# What the task requires
Write the next part of the text on obesity and adipose tissue below, starting right after its last sentence about ectopic fat.

PYY is co-secreted with GLP-1 following a meal. Its major circulating form (PYY3-36) binds Y2R expressed on AgRP neurons, inhibiting these neurons and activating POMC neurons. Thus, PYY reduces appetite and body weight by increasing anorexigenic melanocortic activity in the arcuate [267].

PATHOPHYSIOLOGY

Long-term positive energy balance and increased fat mass promote pathogenic adipocyte hypertrophy and adipose tissue accumulation and dysfunction, resulting in immunopathies, endocrinopathies, increased circulating free fatty acids, and lipotoxicity. The OMA uses the term adiposopathy, or "sick fat disease," to describe pathogenic adipose tissue [128].

The consequences of adiposopathy contribute to metabolic diseases including type 2 diabetes, hypertension, dyslipidemia, cardiovascular disease, NAFLD, and cancer [18,29]. Obesity-related metabolic and cardiovascular diseases can be termed cardiometabolic disease or metabolic syndrome.

Adiposopathy is analogous to the disease state of other organs, such as myopathy, cardiomyopathy and encephalopathy. In the disease of adiposopathy, pathogenic enlargement of fat cells and the fat organ results in anatomic and functional abnormalities, metabolic and biomechanical morbidities, and increased mortality [18,29].

Adipose Cell and Tissue Function

Part of understanding obesity as a disease is recognizing that adipocytes and adipose tissue have vital functions beyond energy storage alone [128]. Adipose tissue is mostly comprised of adipocytes, regulates multiple body processes critical to energy and metabolic homeostasis, and is functionally classified into two types: white and brown [128,285]. White adipose tissue is an active endocrine and immune organ that includes subcutaneous adipose tissue and visceral (abdominal) adipose tissue and primarily stores energy. However, subcutaneous adipose tissue contains brown-like inducible adipocytes that perform mitochondrial and thermogenic functions and burn fat [286].

Brown adipose tissue, comprising 1% to 2% of body fat, has more mitochondria (thus its brown appearance) and is abundant in neonates but decreases in adults and decreases further in obese adults [286]. Brown adipose tissue produces heat energy, termed thermogenesis, uponβ-adrenergic stimulation [287].

Subcutaneous adipose tissue is the largest fat depot. Visceral adipose tissue is more metabolically active, vascular, and innervated than subcutaneous tissue. Ectopic fat, a third depot, is strictly pathogenic [48].

# Entries shown
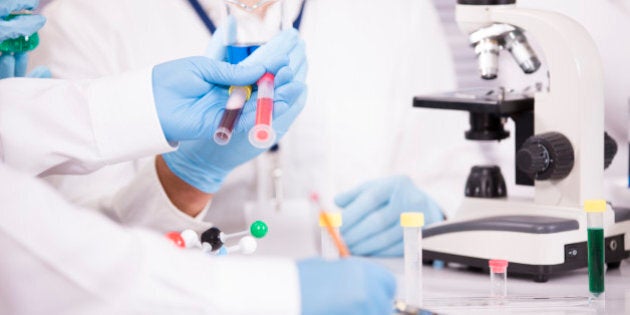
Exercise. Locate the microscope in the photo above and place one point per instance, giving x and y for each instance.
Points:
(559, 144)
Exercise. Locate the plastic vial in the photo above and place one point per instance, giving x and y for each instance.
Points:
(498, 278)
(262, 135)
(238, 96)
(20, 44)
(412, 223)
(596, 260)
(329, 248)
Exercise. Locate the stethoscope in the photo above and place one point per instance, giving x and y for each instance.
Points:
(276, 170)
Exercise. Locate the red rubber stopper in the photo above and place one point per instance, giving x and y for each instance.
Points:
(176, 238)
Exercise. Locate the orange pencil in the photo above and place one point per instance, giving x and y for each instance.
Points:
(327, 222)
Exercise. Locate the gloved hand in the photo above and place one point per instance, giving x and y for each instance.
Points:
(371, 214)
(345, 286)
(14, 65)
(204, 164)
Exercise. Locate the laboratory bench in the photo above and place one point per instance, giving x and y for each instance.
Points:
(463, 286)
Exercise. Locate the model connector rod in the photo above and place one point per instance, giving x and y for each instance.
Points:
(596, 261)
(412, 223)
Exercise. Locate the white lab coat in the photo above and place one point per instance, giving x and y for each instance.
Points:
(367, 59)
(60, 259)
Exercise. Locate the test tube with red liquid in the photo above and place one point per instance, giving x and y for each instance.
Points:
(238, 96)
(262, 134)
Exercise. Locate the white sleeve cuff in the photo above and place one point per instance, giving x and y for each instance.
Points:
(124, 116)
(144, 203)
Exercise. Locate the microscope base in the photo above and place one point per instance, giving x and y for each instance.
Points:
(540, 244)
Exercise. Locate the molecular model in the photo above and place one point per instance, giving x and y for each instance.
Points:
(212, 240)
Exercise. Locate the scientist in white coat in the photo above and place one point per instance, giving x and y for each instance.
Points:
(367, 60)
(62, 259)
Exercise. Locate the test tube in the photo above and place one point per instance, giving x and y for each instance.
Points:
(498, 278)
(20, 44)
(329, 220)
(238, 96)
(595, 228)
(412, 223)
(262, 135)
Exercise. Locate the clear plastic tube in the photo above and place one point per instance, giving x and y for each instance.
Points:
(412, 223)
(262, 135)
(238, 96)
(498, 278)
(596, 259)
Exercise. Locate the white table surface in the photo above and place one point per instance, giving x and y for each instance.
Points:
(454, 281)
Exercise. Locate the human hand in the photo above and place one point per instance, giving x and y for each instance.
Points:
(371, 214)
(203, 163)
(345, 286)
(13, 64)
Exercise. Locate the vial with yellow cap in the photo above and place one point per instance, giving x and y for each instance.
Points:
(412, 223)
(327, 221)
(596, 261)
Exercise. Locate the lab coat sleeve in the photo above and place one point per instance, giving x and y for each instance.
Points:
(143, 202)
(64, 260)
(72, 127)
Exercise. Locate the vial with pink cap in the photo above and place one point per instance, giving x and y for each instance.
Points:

---

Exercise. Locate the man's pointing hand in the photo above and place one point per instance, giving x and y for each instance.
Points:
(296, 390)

# Answer section
Fat depots are sexually dimorphic; on average, men have more visceral adipose tissue, and women have larger subcutaneous adipose tissue stores. Given the relative impact of fat depots on metabolic health, this sexual dimorphism may explain sex differences in metabolic disease risk until menopause, when decreased estrogen may increase low-density lipoprotein, triglycerides, visceral fat, morbidity, and mortality in women [48].

Adipocytes, which constitute the largest cell volumes in adipose tissue and are the defining fat cell type, have three important roles: lipid storage, insulin sensitivity, and secretory function. Disruption of any contributes to obesity-related metabolic disease states [288].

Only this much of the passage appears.